> What is expected: Where does the string "white" occur in the records below? Copy every line that holds it.

> Data extract:
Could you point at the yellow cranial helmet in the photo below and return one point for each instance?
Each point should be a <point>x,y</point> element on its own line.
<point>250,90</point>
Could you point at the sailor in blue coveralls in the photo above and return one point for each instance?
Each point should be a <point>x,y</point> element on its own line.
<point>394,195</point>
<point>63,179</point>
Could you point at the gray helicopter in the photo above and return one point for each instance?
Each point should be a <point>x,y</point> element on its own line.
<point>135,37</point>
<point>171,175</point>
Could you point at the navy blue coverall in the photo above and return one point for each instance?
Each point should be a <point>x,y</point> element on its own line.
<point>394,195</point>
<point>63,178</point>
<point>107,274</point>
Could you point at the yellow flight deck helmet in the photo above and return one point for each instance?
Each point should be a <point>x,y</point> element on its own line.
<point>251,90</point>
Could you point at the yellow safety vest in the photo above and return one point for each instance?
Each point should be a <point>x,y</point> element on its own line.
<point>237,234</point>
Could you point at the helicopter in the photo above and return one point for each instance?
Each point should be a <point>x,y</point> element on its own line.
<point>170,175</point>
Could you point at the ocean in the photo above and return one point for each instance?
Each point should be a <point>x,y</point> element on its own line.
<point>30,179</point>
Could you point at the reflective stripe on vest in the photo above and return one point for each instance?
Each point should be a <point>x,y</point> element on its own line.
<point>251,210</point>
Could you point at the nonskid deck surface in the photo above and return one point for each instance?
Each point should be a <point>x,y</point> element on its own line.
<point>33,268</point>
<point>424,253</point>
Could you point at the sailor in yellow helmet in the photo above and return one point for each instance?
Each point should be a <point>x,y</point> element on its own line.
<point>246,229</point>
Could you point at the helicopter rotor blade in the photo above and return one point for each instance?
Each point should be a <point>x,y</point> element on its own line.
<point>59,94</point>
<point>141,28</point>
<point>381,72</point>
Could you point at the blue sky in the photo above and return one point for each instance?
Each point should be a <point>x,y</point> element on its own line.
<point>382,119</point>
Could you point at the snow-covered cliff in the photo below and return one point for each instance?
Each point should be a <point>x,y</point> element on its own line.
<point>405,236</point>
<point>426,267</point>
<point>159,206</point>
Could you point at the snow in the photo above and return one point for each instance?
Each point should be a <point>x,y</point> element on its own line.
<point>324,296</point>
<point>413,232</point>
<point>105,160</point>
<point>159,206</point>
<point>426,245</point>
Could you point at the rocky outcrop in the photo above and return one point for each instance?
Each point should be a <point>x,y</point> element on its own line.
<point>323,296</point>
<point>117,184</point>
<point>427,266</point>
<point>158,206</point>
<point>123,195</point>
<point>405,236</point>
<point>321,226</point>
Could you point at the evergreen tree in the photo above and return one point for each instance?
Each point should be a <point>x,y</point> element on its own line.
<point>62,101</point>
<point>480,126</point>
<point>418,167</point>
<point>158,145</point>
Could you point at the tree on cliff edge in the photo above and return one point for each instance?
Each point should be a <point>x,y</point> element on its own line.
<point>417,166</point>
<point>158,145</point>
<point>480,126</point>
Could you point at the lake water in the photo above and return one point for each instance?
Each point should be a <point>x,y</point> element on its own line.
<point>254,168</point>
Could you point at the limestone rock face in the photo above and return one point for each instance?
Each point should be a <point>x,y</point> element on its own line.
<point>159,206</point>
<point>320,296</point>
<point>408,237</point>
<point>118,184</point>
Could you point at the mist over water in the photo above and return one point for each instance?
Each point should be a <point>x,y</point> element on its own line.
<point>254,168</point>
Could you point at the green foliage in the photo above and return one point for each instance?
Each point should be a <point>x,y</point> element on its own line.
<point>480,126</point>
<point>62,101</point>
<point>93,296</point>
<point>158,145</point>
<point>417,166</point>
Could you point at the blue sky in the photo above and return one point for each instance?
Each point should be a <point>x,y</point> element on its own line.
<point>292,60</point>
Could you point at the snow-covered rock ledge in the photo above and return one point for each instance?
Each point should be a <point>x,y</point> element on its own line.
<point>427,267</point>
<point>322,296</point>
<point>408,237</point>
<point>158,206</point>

==

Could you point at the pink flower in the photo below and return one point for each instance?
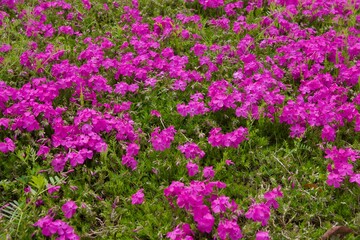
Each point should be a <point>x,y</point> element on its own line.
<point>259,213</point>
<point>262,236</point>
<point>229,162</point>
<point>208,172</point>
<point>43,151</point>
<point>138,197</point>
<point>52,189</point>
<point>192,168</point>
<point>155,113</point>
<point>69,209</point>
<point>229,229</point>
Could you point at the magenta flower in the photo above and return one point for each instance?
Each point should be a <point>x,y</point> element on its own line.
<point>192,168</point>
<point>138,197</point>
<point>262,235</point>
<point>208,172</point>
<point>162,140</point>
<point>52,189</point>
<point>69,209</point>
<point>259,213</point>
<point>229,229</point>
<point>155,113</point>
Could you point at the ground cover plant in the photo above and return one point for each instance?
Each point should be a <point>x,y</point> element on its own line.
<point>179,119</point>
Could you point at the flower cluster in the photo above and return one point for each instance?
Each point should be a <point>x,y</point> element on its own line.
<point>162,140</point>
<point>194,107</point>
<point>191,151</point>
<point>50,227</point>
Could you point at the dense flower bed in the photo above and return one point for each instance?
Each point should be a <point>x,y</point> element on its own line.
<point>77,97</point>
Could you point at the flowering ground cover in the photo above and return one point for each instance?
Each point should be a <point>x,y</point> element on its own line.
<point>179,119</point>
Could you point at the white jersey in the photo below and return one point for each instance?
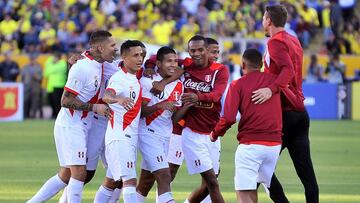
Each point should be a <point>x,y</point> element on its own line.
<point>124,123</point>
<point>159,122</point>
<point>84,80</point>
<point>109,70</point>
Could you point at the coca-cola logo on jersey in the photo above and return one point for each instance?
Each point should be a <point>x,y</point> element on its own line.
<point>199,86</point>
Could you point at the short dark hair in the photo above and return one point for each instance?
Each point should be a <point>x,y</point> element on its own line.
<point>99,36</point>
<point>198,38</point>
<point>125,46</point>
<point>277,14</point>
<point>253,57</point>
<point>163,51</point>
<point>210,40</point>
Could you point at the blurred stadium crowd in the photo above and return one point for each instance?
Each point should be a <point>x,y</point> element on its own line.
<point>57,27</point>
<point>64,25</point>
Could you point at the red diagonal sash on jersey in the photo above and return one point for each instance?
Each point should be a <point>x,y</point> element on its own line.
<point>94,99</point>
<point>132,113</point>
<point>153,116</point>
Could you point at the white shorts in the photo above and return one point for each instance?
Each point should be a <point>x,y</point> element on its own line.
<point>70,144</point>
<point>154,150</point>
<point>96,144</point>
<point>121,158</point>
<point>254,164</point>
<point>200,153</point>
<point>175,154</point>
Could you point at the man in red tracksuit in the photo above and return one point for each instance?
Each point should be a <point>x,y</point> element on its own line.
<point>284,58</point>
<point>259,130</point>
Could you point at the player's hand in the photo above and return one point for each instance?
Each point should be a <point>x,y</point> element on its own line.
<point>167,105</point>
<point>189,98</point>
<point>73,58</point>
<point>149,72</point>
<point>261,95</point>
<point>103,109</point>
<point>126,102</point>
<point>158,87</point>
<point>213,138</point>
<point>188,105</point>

> Solution to the problem:
Could you point at the white jersey in the photo below and return one point for each instance?
Could you point at the white shorts in the photo above and return one point for each instance?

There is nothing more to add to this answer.